[Referring expression pointing data]
====

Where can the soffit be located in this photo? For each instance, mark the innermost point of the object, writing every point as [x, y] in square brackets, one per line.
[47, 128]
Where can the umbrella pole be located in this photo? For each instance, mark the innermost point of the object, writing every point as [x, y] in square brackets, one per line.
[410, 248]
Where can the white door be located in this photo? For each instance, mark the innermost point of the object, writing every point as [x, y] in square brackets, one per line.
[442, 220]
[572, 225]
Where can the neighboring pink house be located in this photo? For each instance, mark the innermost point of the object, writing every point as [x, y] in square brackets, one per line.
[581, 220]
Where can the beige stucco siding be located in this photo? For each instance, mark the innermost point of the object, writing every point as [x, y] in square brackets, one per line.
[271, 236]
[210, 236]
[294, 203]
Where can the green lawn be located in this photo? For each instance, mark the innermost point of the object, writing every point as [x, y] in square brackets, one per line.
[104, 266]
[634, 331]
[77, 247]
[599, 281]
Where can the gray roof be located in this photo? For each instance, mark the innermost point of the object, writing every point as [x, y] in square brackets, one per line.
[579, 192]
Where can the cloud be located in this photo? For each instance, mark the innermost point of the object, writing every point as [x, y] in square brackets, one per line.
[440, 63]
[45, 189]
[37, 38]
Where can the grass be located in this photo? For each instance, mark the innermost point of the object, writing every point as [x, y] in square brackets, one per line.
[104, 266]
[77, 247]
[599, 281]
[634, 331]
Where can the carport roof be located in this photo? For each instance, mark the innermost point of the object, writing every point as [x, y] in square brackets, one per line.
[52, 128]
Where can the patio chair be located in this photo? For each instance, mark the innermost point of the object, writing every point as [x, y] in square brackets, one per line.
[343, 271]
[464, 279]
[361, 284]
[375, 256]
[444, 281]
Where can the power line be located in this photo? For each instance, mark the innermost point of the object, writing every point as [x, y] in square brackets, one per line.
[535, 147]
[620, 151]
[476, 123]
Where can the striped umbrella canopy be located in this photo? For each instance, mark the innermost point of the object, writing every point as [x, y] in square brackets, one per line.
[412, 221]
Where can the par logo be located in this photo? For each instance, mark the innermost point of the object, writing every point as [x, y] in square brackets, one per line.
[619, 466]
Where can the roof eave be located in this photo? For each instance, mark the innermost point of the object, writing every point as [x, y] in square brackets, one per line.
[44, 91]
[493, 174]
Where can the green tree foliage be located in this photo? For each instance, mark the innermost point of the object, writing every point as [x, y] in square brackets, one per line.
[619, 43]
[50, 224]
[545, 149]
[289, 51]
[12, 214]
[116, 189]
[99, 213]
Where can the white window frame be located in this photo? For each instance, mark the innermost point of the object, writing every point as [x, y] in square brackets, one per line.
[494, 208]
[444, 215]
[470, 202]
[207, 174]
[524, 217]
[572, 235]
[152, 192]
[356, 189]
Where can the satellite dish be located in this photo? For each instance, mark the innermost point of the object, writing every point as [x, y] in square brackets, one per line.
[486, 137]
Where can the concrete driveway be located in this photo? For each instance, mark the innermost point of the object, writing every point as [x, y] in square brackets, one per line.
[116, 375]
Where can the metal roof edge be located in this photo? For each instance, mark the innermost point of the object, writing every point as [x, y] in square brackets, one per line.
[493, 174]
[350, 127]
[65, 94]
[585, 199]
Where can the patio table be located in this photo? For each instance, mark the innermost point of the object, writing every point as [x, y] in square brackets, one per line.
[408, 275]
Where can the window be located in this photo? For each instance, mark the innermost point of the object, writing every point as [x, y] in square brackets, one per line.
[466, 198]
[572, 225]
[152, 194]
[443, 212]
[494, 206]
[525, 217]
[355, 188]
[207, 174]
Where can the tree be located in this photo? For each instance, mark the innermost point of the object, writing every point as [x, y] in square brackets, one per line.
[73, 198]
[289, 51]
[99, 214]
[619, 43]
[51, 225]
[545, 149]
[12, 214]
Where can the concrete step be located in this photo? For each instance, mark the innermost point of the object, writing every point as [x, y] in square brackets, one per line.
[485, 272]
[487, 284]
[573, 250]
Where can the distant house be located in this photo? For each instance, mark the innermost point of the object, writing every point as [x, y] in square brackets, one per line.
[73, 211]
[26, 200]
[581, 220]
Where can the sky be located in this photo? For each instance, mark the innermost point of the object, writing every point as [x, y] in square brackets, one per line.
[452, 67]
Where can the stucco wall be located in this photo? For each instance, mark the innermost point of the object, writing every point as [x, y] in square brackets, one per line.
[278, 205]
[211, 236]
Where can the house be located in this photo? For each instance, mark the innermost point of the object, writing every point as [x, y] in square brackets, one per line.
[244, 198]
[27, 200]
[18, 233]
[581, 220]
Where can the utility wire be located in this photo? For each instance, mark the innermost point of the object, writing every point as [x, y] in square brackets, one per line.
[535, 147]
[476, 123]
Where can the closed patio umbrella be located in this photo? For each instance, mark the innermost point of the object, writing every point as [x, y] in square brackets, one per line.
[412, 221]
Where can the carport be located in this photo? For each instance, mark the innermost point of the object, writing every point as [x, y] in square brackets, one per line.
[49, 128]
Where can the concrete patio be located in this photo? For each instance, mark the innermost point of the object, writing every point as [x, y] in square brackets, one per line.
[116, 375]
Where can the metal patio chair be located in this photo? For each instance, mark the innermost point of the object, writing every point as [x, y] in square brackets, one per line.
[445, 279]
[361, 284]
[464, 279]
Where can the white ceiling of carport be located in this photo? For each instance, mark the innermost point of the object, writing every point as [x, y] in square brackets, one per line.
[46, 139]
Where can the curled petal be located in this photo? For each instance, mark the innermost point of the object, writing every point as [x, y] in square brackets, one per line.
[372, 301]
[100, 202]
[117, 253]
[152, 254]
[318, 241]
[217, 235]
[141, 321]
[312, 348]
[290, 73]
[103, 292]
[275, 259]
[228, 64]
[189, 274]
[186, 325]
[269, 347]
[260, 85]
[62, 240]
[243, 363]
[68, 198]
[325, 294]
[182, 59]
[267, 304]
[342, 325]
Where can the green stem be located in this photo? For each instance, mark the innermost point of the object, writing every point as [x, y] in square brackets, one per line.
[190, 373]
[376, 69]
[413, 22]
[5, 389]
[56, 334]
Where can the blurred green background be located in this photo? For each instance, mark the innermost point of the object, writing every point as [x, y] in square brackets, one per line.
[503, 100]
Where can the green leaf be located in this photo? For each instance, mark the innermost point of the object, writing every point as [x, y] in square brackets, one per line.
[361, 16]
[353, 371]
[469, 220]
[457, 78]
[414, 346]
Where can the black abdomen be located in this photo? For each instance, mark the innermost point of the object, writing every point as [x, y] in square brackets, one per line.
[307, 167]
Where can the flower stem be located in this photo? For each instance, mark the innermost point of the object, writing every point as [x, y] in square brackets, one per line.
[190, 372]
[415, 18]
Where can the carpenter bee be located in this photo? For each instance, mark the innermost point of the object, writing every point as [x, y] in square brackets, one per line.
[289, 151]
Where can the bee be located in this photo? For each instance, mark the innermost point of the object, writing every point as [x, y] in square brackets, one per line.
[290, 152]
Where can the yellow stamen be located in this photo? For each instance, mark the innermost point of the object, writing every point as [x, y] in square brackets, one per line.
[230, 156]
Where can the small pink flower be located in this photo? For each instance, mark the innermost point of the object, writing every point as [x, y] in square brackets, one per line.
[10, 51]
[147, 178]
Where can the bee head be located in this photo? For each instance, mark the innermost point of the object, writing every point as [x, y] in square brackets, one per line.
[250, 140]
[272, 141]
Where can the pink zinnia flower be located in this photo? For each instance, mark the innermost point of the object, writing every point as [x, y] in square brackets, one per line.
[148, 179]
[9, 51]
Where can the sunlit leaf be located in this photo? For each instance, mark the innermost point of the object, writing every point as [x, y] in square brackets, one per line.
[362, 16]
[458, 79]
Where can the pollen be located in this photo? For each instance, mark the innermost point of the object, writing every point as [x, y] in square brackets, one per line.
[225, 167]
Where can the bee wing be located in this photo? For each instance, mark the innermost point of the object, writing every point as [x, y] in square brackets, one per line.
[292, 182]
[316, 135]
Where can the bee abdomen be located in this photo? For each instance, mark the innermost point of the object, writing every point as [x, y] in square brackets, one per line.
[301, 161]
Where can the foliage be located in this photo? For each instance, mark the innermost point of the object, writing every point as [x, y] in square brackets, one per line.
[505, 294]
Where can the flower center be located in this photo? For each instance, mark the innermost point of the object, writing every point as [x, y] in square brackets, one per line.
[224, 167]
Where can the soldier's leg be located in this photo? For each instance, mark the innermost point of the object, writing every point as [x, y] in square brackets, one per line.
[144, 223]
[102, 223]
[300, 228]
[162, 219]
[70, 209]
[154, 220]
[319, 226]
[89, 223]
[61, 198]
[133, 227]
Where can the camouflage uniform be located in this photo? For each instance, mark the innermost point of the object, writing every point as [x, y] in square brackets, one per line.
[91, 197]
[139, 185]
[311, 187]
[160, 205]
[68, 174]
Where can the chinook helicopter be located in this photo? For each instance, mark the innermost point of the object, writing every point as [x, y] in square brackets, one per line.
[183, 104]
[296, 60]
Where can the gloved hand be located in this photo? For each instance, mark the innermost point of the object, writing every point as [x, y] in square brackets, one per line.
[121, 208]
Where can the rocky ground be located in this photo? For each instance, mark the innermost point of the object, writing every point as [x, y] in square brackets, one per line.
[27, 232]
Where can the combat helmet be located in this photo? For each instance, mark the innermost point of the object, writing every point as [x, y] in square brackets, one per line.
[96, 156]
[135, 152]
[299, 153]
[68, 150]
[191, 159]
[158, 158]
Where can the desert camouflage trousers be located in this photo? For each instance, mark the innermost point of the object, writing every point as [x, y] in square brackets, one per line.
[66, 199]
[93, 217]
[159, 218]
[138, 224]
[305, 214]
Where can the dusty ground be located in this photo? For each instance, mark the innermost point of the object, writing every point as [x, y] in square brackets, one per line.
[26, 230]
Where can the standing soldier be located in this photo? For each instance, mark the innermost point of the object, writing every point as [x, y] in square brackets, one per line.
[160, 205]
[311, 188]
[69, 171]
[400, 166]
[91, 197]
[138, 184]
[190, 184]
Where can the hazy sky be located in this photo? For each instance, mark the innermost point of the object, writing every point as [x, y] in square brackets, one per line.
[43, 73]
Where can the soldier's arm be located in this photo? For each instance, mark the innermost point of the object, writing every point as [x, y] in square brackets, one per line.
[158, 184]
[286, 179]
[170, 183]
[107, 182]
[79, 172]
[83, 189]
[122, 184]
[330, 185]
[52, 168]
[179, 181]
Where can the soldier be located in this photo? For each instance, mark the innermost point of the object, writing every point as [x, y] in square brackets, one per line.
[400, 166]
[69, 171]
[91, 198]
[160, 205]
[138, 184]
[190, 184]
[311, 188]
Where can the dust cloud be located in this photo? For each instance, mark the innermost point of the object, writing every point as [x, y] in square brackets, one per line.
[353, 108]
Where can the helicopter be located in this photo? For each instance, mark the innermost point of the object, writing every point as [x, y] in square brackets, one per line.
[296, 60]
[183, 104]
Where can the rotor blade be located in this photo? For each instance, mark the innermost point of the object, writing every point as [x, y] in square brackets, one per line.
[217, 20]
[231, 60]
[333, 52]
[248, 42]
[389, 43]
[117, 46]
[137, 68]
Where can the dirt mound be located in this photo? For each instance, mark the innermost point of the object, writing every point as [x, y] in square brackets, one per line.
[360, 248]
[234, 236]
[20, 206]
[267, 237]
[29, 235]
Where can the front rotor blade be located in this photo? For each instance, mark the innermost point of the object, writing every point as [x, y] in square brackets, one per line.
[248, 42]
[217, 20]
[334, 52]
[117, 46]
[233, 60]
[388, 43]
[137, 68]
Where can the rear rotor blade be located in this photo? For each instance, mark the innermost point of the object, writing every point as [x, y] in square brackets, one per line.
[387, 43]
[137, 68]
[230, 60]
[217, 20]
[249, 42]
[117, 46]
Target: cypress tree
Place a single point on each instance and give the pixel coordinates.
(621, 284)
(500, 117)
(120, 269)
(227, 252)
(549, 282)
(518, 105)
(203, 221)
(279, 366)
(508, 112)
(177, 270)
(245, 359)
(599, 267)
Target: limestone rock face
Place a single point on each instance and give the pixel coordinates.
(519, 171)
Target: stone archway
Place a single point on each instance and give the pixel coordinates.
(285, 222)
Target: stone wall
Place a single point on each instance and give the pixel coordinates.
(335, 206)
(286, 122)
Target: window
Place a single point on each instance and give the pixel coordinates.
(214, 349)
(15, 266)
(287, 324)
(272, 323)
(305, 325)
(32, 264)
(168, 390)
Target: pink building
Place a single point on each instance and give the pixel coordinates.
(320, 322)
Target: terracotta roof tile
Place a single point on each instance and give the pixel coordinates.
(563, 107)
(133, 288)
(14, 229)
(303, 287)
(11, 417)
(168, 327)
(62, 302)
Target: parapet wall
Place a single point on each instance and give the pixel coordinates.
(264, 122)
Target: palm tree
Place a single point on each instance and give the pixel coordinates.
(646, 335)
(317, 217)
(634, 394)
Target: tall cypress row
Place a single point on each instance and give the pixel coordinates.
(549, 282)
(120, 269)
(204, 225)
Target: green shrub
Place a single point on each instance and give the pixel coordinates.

====

What you should do >> The answer must be every line from the entries above that holds the string "cypress".

Exercise response >>
Target: cypress tree
Target: tall cypress row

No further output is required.